*AVAILABLE RECORDS*:
*-*-*

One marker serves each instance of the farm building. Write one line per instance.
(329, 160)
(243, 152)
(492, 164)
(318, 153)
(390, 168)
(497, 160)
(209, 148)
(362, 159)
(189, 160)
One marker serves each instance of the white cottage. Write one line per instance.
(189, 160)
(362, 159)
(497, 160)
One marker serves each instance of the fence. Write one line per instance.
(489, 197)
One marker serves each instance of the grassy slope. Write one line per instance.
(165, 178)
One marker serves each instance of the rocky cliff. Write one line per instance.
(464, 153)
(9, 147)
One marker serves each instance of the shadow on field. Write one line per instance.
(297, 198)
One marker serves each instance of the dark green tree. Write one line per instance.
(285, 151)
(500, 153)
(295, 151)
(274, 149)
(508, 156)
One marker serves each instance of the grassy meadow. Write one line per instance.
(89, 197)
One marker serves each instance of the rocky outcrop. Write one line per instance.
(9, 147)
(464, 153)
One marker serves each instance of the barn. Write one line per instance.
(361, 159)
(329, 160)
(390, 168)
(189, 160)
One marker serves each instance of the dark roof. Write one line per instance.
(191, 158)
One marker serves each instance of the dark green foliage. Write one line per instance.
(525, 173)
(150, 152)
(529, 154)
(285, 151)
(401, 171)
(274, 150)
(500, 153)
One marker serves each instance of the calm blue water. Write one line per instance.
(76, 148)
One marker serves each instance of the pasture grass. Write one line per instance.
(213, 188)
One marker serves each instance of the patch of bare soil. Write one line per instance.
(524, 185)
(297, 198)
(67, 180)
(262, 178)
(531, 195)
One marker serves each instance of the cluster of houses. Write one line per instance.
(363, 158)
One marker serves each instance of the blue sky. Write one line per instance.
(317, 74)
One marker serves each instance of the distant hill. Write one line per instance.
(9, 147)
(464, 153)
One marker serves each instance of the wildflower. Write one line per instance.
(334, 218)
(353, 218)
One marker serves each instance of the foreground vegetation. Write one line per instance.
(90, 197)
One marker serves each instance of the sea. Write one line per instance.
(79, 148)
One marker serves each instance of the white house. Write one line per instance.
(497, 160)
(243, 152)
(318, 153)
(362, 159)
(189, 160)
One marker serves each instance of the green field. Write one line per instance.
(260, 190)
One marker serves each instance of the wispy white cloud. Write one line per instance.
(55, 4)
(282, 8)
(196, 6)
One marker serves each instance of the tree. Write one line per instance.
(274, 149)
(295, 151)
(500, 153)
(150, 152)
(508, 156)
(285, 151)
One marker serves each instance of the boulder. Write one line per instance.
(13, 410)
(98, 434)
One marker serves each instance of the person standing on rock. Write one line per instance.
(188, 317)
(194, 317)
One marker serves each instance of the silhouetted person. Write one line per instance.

*-*-*

Reproduce each record exactly as written above.

One marker serves each instance of the farm building. Write one line per instance.
(329, 160)
(243, 152)
(492, 164)
(318, 153)
(390, 168)
(497, 160)
(209, 148)
(362, 159)
(189, 160)
One marker serves each instance of the white cottage. Write one line per instance.
(189, 160)
(362, 159)
(497, 160)
One marker serves each instance of the fence. Write one line per instance.
(489, 197)
One marker serves each instance of the grassy slope. Write one line per instance.
(165, 178)
One marker serves each instance of the rocky cliff. Write one line per instance.
(464, 153)
(9, 147)
One marker serves each instance of the shadow on field. Write one line per instance.
(297, 198)
One marker serves each instance of the dark green tree. Write one line per instance.
(285, 151)
(500, 153)
(295, 151)
(274, 149)
(508, 156)
One marker serves each instance of the grassy meadow. Write one line per instance.
(89, 197)
One marker serves each instance of the rocky outcrop. Write one line per instance.
(9, 147)
(464, 153)
One marker serves each instance of the barn. Write one line per instance.
(361, 159)
(329, 160)
(390, 168)
(189, 160)
One marker serves each instance of the dark roof. Write one line per instance.
(191, 158)
One marker serves each instance of the dark green foliage. Write one line per instance.
(525, 173)
(150, 152)
(529, 154)
(285, 151)
(401, 171)
(274, 150)
(500, 153)
One marker serves each instance of the calm blue water. Write one line per instance.
(76, 148)
One marker serves each instance of the pasture grass. Write one line per instance.
(213, 188)
One marker serves each instance of the patch of bare soil. Write one line per instance.
(524, 185)
(297, 198)
(67, 180)
(262, 178)
(531, 195)
One marker serves each instance of the cluster of houses. Write one line per instance.
(363, 158)
One marker serves each instance of the blue sky. Write one line per instance.
(317, 74)
One marker serves each instance of the distant hill. Write one line per instance.
(9, 147)
(464, 153)
One marker serves each instance of the wildflower. Write one line per instance.
(334, 218)
(353, 218)
One marker serves each instance of the foreground vegetation. Write one line per instance.
(90, 197)
One marker serves each instance of the sea. Write one line per instance.
(79, 148)
One marker serves each instance of the white house. Write one line per instance.
(497, 160)
(243, 152)
(318, 153)
(362, 159)
(189, 160)
One marker serves each instance of the green field. Write one line per instance.
(260, 190)
One marker serves each instance of the wispy white cloud. Write one line per instance.
(55, 4)
(282, 8)
(196, 6)
One marker serves each instance of the tree. Write one line per instance.
(274, 149)
(295, 151)
(500, 153)
(150, 152)
(508, 156)
(285, 151)
One marker serves each instance of the boulder. Write one line per instance.
(13, 410)
(98, 434)
One marker serves each instance of the person standing on rock. Write one line per instance.
(188, 317)
(194, 317)
One marker serves each instance of the silhouetted person. Write one line per instance.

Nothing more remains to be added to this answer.